Actions to take:
1. Rewrite the paragraph on wound dressings that begins "The evolution of wound dressings" as a short bulleted list that keeps its main facts.
2. According to the paragraph on wound dressings, in what year did George Winter introduce the concept of moist healing?
3. Carry on the text about wound dressings, starting after its last sentence.

#### Supplied text ####

The evolution of wound dressings has undergone a significant transformation from the traditional approach, which focused on maintaining dry and firm wound environments. In 1962, George Winter introduced the revolutionary concept of moist healing, challenging the conventional notion [1]. Subsequent investigations, such as Barnett's demonstration with semipermeable film, underscored the crucial role of a moist environment in wound healing [2]. The benefits of a moist environment have been well‐established, with proven enhancements in the migration rate of epidermal cells and the facilitation of wound closure [3]. This approach has found successful application in diverse wounds, including burns, pressure ulcers, and diabetic foot ulcers. Moreover, studies highlight the effectiveness of moist dressings in recalcitrant wounds, demonstrating their capability in necrotic tissue removal [4] and the promotion of keratinocyte migration over the wound surface [5, 6]. Moist wound dressings also contribute to the presence and function of nutrients, growth factors, and other soluble mediators in the wound microenvironment [7].

#### Records shown ####

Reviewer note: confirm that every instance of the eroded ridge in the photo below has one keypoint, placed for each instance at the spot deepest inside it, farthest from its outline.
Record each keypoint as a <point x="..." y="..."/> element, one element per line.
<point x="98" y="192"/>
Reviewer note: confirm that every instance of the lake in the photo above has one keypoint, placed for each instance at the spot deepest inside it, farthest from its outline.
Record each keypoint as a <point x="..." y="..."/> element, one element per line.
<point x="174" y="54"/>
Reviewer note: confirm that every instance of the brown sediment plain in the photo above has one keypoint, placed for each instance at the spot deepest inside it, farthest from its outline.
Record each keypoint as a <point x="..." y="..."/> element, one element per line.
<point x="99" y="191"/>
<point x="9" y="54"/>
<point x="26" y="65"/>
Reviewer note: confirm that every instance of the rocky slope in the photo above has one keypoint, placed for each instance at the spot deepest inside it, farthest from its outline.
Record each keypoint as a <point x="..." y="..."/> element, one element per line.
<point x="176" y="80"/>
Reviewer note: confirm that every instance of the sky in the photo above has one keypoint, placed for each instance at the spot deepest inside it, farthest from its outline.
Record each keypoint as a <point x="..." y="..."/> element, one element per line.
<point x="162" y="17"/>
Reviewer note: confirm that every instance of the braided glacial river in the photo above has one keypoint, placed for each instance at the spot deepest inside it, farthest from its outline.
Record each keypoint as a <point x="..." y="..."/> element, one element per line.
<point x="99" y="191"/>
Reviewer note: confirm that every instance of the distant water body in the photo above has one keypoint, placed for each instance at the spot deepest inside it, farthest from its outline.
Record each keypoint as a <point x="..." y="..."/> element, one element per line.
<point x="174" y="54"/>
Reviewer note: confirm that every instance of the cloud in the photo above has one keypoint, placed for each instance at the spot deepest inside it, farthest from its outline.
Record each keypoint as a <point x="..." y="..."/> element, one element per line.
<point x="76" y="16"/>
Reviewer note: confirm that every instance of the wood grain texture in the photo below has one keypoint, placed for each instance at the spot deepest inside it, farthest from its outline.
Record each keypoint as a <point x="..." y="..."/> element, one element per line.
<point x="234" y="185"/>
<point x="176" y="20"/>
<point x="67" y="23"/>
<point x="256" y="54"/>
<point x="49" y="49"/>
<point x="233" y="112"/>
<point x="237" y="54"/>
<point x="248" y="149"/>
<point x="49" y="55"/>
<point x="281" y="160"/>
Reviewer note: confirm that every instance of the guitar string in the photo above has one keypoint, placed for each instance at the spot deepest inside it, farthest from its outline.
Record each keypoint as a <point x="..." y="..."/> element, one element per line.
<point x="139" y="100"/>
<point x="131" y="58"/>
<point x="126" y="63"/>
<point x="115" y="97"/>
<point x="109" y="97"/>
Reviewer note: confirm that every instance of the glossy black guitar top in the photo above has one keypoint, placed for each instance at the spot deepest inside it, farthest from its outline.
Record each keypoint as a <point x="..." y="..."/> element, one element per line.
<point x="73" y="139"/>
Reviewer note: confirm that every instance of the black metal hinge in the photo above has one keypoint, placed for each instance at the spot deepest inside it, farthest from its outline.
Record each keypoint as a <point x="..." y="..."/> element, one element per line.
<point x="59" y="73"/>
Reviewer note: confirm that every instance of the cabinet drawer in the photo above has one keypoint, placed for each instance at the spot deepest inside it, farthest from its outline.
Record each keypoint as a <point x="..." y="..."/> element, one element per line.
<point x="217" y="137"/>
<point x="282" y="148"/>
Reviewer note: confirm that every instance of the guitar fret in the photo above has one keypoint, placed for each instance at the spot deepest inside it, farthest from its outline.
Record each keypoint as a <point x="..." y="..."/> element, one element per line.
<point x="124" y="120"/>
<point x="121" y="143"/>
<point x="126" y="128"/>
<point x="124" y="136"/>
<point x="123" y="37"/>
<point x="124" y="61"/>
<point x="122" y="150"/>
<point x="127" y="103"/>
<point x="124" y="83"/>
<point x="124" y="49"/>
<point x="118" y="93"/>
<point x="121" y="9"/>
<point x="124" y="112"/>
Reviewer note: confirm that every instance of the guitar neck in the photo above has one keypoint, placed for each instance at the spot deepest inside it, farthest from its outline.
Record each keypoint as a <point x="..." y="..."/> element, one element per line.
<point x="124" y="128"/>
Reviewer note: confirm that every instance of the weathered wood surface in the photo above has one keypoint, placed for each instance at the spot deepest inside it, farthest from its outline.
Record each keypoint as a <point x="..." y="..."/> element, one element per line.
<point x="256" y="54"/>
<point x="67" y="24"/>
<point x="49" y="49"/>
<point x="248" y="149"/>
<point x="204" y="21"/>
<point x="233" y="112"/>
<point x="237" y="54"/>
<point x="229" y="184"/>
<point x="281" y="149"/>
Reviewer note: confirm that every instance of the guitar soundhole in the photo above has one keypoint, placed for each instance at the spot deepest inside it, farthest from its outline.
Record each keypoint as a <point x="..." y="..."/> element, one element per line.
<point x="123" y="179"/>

####

Written responses:
1.
- Wound dressings have shifted away from the traditional aim of keeping wounds dry and firm.
- In 1962, George Winter introduced the concept of moist healing.
- Later work, such as Barnett's demonstration with semipermeable film, confirmed that a moist environment is crucial for healing.
- A moist environment speeds the migration of epidermal cells and helps wounds close.
- It has been applied successfully to burns, pressure ulcers, and diabetic foot ulcers.
- In recalcitrant wounds, moist dressings help remove necrotic tissue and promote keratinocyte migration over the wound surface.
- Moist dressings also support the presence and function of nutrients, growth factors, and other soluble mediators in the wound microenvironment.

2. 1962

3.
Despite the benefits offered by moist wound dressing, non‐moist adherent dressings (e.g., Mepitel or petrolatum gauze) are also commonly applied to the donor site because moist dressings tend to be labor‐intensive for both the patient and the caregiver due to a higher rate of drainage from the site and the need for caregiver intervention before healing.
As a result, a consensus on the choice of STSG donor‐site wound dressing is notably absent in clinical practice. Surgeons often make this decision based on personal preference, lacking a clear evidence‐based consensus from the existing literature.
Over the last two decades, conflicting conclusions have arisen from four systematic reviews comparing various donor‐site dressings [8, 9, 10, 11]. The 1998 review highlighted transparent film as a favorable choice, demonstrating one of the fastest healing rates, a low infection rate, minimal pain, and cost‐effectiveness [8]. In contrast, the 2003 review concluded that moist wound‐healing products confer distinct clinical advantages over non‐moist alternatives in managing STSG donors [9]. However, the 2009 review found no definitive evidence favoring wet dressings over dry ones [10]. Recent reviews, conversely, suggest that patients treated with moist dressings consistently experience significantly lower pain levels at all time points compared to those with non‐moist dressings [11].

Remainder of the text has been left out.